## Given exercise
Report only the number of lines in the records below that contain the string "cheek". Case matters.
>> START Extracted material
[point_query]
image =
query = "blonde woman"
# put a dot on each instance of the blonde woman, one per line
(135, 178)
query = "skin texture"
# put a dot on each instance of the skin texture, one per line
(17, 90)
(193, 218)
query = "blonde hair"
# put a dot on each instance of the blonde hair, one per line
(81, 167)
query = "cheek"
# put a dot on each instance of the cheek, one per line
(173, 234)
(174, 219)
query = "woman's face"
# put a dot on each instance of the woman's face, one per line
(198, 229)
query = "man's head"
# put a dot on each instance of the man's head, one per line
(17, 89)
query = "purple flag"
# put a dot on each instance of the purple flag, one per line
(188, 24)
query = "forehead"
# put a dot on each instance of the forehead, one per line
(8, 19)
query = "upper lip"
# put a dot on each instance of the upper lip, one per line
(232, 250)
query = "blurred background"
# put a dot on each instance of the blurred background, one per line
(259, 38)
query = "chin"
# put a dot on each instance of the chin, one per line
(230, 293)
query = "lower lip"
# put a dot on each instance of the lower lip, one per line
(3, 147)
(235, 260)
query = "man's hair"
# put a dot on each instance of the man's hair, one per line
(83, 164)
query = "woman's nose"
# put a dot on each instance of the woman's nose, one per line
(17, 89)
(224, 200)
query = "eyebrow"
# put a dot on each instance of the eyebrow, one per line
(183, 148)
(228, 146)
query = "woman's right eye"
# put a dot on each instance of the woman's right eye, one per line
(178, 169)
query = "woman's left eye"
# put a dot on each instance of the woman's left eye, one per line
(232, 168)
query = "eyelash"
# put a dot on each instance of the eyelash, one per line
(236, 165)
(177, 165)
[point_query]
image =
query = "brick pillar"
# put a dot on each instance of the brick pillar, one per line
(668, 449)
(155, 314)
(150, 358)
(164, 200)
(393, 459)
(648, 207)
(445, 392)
>> END Extracted material
>> START Extracted material
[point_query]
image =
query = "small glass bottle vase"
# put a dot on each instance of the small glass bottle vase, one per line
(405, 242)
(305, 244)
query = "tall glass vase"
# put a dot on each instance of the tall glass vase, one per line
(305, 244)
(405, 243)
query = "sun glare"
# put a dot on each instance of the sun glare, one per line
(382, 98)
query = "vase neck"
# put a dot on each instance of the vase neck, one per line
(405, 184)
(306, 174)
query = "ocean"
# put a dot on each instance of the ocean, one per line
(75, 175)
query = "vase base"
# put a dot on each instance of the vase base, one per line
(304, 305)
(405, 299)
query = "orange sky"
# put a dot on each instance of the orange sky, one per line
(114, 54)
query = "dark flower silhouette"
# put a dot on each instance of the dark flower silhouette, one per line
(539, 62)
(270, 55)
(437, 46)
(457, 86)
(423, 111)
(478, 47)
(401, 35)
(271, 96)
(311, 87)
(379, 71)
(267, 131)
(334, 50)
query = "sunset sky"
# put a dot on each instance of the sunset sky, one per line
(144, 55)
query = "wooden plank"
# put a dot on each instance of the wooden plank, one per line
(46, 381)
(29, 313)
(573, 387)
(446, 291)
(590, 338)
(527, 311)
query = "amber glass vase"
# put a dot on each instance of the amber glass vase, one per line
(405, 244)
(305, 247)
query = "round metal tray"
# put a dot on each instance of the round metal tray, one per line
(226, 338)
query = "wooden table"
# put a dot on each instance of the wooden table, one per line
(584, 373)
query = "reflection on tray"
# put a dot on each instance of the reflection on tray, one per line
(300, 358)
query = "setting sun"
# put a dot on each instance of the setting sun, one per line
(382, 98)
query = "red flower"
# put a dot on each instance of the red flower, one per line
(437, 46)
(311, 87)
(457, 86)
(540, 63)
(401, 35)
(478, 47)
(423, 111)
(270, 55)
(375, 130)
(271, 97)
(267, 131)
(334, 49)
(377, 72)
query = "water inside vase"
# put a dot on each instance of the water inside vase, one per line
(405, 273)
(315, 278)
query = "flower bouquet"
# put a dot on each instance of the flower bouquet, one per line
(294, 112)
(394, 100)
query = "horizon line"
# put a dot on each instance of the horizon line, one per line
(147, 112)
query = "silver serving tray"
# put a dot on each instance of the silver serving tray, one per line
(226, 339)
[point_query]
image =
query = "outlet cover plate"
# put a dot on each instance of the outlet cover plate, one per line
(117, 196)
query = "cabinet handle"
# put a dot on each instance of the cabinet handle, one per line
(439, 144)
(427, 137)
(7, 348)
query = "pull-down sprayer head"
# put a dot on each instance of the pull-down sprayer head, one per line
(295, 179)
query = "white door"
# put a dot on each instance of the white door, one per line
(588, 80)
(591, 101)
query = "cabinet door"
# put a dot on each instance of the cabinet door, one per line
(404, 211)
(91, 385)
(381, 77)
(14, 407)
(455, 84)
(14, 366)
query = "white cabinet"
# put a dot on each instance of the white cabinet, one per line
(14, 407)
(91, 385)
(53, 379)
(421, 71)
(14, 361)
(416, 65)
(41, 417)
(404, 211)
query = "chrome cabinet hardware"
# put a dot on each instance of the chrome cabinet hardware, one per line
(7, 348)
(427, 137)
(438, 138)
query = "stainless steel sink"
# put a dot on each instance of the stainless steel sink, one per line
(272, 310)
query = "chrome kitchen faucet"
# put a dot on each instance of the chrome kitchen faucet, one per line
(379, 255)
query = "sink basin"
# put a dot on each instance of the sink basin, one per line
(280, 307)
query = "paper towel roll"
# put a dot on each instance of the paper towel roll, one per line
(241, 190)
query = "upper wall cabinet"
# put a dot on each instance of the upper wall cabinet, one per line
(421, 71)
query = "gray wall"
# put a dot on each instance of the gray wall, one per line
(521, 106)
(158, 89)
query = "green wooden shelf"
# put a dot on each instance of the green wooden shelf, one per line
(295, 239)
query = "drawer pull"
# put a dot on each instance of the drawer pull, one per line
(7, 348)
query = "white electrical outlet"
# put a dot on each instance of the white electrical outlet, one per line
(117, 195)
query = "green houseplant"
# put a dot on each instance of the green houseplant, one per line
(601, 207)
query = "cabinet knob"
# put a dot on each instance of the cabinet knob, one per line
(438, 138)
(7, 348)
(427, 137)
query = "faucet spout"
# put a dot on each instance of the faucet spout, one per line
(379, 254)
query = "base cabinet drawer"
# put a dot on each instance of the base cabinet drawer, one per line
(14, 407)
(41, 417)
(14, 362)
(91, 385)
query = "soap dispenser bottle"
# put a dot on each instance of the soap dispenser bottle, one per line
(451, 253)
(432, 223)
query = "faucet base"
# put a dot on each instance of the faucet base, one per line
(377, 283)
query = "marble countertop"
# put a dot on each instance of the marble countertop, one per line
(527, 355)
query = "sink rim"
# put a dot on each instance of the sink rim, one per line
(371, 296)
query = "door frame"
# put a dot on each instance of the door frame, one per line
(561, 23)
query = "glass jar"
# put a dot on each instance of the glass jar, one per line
>> END Extracted material
## Exercise answer
2